__TO BE DONE__:
Edit the rows below so that "marker" becomes "pin" wherever it occurs. Leave all other text unchanged.

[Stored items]
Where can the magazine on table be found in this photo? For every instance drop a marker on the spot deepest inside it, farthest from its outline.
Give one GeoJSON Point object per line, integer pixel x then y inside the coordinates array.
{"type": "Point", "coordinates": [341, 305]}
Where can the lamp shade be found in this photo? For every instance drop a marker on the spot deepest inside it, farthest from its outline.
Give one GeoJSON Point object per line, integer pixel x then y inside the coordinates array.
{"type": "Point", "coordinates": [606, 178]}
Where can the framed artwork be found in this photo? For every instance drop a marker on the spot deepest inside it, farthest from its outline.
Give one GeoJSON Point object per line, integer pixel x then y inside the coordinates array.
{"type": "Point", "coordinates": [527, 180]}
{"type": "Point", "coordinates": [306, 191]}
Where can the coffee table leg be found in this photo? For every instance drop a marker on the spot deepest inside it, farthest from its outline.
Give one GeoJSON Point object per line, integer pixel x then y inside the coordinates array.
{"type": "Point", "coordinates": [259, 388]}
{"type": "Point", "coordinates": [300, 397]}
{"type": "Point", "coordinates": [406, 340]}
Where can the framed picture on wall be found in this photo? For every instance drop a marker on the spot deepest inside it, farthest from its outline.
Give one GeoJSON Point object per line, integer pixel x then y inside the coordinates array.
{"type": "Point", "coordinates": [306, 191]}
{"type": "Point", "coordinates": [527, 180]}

__WRITTEN RESPONSE__:
Where can the magazine on table be found in this photo? For every instance drop a pin on the spot deepest inside it, farthest from its outline.
Give one GeoJSON Point object per line, integer pixel x then y inside the coordinates array.
{"type": "Point", "coordinates": [341, 305]}
Where can the lamp shade be found in this photo? For every instance drop a pin on the spot deepest inside it, farthest from its outline.
Give one GeoJSON Point object per line, integer pixel x then y inside the coordinates array.
{"type": "Point", "coordinates": [606, 178]}
Where can the framed artwork be found in this photo? For every instance drop a pin on the spot deepest inside it, farthest from its outline.
Give one GeoJSON Point object per line, integer pixel x then y inside the coordinates array.
{"type": "Point", "coordinates": [527, 180]}
{"type": "Point", "coordinates": [306, 191]}
Where can the coffee table leg be found in this photo? For every instance drop a pin on the spot deepest inside it, farthest from its outline.
Give one GeoJSON Point object per line, integer pixel x then y inside the coordinates array.
{"type": "Point", "coordinates": [259, 388]}
{"type": "Point", "coordinates": [300, 397]}
{"type": "Point", "coordinates": [406, 340]}
Where can the framed picture on wall be found in this photo? For every instance drop a pin on the spot deepest inside it, farthest from its outline.
Give one GeoJSON Point object per line, integer pixel x then y inside the coordinates array.
{"type": "Point", "coordinates": [306, 191]}
{"type": "Point", "coordinates": [527, 180]}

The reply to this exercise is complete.